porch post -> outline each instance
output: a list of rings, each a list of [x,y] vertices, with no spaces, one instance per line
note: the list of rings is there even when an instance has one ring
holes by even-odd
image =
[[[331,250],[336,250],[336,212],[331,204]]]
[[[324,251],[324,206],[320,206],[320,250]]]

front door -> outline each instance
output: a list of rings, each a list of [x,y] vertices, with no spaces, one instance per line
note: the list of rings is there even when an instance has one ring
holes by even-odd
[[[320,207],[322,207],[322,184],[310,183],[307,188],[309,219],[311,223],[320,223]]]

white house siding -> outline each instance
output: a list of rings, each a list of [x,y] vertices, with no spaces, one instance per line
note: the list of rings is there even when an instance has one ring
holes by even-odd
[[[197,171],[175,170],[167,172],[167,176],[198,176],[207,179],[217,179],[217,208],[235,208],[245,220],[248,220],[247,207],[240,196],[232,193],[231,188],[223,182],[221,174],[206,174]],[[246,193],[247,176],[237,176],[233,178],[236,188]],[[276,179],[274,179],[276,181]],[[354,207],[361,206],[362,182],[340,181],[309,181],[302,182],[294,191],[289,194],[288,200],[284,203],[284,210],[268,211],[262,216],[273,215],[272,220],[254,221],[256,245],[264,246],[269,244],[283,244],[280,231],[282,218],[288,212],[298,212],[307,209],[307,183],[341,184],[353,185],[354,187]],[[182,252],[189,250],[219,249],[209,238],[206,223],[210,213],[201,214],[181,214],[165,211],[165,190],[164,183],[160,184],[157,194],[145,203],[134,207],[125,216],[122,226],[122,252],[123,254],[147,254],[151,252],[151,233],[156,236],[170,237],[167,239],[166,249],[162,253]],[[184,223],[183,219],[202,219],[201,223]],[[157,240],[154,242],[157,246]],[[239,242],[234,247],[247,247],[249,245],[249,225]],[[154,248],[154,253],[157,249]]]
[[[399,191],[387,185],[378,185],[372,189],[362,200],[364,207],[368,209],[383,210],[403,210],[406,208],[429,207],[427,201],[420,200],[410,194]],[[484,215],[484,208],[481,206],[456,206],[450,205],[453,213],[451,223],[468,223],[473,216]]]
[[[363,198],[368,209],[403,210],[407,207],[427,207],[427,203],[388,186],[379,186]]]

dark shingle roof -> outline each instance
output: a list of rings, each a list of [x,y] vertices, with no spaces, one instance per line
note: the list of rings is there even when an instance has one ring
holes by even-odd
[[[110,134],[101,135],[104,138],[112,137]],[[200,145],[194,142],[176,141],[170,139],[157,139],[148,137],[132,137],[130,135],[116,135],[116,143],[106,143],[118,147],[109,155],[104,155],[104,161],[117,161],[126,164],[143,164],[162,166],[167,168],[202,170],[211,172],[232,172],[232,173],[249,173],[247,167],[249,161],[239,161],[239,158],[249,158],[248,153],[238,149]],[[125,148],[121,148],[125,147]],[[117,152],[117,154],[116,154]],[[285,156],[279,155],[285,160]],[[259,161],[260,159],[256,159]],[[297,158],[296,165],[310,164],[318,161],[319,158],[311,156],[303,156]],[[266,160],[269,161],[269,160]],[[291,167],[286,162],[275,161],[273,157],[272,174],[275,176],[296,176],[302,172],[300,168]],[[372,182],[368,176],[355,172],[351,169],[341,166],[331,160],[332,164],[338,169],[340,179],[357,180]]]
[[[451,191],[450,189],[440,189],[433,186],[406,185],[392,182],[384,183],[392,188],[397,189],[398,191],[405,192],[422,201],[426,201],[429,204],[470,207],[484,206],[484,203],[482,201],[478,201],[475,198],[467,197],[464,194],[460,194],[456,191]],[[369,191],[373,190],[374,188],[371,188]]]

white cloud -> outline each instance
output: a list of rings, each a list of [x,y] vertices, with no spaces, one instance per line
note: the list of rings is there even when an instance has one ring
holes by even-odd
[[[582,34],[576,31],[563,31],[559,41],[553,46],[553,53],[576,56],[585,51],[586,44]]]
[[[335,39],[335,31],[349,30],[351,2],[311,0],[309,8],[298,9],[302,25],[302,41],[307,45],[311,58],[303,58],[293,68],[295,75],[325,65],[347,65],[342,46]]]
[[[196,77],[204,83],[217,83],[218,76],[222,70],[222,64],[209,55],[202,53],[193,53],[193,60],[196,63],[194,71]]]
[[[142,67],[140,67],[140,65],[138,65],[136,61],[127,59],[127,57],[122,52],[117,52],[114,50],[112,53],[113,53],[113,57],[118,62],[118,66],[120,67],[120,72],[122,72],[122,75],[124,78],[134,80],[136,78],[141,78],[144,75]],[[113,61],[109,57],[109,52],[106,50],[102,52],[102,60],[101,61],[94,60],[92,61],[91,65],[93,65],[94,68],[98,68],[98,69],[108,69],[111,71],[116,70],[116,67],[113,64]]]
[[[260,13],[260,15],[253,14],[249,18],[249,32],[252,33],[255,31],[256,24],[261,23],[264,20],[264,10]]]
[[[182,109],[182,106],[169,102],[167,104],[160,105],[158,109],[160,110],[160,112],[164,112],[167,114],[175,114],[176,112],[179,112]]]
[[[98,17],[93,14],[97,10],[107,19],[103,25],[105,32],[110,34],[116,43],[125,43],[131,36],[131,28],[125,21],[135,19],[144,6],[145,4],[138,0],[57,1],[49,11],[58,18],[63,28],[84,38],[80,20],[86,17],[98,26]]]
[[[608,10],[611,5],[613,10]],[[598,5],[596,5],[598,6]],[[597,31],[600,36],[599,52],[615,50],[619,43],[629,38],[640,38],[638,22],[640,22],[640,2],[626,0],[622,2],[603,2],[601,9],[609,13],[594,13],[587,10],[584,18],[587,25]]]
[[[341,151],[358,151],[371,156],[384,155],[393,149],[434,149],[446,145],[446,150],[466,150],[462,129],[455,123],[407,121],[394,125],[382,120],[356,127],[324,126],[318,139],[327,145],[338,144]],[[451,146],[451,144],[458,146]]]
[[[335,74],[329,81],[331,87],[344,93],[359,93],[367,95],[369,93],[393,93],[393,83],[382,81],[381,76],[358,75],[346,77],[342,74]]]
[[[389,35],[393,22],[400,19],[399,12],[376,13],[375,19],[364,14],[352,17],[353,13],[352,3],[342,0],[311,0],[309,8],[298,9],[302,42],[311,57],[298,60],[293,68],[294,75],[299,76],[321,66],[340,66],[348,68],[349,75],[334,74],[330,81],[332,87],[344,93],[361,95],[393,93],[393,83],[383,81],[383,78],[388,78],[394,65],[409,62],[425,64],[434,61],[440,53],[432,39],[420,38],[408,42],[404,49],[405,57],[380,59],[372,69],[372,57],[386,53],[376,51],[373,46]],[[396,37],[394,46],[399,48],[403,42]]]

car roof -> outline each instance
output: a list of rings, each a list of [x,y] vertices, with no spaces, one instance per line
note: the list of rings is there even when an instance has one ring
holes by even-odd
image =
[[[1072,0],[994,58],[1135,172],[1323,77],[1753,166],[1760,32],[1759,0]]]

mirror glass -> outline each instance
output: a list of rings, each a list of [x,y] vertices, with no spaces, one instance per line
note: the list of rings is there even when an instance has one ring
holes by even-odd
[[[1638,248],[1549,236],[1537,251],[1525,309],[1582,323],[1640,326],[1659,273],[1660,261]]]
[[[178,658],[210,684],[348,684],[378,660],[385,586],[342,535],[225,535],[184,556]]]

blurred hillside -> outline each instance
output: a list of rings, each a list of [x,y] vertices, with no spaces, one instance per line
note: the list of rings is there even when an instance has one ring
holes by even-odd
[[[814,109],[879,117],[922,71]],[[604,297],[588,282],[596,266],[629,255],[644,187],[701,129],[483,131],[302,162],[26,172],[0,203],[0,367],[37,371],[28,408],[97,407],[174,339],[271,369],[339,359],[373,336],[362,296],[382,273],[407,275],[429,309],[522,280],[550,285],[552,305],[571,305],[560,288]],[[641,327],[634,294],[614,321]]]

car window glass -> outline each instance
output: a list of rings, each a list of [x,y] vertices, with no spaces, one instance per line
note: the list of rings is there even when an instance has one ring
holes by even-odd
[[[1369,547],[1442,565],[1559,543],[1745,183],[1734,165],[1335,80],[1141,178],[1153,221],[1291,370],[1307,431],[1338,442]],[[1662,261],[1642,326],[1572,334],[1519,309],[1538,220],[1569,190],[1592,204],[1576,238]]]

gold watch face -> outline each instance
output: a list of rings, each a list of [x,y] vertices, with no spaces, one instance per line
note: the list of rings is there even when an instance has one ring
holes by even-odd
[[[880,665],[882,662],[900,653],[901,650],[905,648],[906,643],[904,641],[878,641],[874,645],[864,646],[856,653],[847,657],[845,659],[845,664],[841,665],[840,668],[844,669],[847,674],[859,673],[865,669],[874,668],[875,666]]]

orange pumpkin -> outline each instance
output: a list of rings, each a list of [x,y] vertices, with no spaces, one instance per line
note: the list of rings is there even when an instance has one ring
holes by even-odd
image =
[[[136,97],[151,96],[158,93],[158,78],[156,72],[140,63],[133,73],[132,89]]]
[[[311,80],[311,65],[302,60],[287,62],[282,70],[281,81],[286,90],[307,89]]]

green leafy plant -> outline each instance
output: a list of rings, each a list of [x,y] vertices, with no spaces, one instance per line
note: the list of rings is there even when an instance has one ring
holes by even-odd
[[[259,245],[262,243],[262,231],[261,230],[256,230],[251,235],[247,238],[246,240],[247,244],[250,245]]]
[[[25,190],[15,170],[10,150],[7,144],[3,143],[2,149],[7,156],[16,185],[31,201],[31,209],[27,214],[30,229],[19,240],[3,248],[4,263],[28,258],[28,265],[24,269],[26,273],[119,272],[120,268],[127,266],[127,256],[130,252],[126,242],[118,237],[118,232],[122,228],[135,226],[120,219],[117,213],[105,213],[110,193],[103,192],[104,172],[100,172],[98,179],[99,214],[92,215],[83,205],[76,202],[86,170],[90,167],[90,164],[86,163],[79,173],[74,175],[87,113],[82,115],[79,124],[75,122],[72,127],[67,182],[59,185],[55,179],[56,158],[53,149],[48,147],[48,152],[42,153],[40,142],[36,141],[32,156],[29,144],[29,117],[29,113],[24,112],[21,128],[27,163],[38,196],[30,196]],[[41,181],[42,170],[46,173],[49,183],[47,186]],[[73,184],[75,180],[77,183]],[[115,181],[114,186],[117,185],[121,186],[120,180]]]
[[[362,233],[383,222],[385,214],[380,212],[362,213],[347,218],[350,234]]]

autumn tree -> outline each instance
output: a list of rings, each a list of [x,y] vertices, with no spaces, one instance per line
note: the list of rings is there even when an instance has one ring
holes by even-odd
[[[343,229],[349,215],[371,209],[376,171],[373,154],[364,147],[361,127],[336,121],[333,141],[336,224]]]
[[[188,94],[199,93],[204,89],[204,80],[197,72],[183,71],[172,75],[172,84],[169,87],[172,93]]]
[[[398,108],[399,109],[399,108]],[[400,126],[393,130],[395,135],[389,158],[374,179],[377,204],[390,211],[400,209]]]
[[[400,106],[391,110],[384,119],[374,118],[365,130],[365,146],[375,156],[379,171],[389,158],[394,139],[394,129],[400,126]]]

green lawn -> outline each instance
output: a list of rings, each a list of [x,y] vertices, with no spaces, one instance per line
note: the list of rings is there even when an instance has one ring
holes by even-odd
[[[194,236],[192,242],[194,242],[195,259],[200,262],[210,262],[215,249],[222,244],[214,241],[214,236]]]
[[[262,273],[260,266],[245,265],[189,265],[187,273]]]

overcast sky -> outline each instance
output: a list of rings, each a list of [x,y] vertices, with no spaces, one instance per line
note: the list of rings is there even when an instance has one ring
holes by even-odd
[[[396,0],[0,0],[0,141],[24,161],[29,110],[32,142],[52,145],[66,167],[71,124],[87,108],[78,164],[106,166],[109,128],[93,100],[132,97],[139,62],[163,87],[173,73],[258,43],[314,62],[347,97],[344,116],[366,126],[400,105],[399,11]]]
--------------------------------
▶ **Problem to work on**:
Your task is to copy each line of the data above that holds "roof".

▶ **Your solution**:
dark shingle roof -> outline each instance
car roof -> outline each instance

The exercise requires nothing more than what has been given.